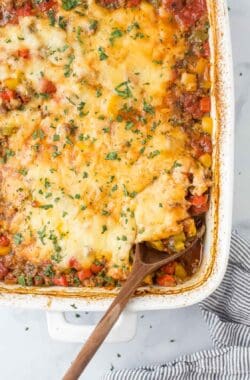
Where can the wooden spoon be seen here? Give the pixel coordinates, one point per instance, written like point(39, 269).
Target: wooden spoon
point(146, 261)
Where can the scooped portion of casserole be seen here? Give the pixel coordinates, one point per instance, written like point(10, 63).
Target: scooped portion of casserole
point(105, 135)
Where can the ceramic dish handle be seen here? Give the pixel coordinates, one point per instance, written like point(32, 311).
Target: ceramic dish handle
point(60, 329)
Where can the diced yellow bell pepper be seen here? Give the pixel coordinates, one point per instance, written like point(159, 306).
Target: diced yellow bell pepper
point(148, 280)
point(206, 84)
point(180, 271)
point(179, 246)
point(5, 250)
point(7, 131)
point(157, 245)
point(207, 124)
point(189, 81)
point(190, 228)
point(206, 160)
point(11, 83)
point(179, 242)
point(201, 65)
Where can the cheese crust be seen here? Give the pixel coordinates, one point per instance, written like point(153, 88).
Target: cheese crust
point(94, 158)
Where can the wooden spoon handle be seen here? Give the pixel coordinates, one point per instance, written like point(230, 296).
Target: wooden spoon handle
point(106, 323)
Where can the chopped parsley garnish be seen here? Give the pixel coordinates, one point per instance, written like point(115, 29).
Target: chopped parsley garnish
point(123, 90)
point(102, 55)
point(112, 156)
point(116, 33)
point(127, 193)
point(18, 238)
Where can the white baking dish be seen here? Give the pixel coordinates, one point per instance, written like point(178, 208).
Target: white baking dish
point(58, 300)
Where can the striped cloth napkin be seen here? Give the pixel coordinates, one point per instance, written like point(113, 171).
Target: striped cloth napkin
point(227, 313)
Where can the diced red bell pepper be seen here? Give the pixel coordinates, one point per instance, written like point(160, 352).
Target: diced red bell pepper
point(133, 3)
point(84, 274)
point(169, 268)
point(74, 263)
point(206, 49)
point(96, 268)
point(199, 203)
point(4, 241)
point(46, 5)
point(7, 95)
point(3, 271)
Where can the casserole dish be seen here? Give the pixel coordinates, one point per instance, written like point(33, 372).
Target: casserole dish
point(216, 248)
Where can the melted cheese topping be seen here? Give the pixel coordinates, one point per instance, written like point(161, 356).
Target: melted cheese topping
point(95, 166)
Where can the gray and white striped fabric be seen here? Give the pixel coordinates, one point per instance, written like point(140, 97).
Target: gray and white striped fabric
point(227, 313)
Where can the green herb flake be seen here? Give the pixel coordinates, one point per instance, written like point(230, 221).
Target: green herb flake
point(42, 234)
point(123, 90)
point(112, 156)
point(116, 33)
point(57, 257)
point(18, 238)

...

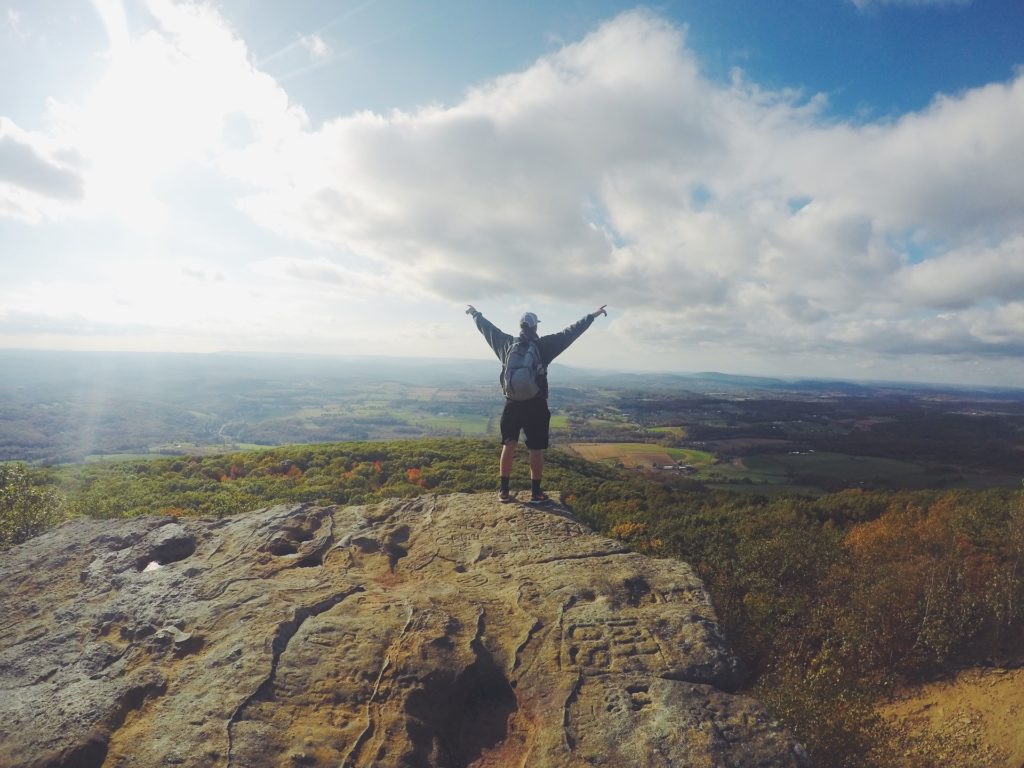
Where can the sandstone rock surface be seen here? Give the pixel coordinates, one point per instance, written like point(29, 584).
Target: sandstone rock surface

- _TASK INSTRUCTIONS_:
Working from the records above, write out verbatim only the lines from the line containing "Where can the sandstone" through the line containing "Target: sandstone rock surface".

- _FINAL ANSWER_:
Where can the sandstone rock surface be seen here? Give the pixel coordinates, one point per instance, written like point(29, 584).
Target: sandstone rock surface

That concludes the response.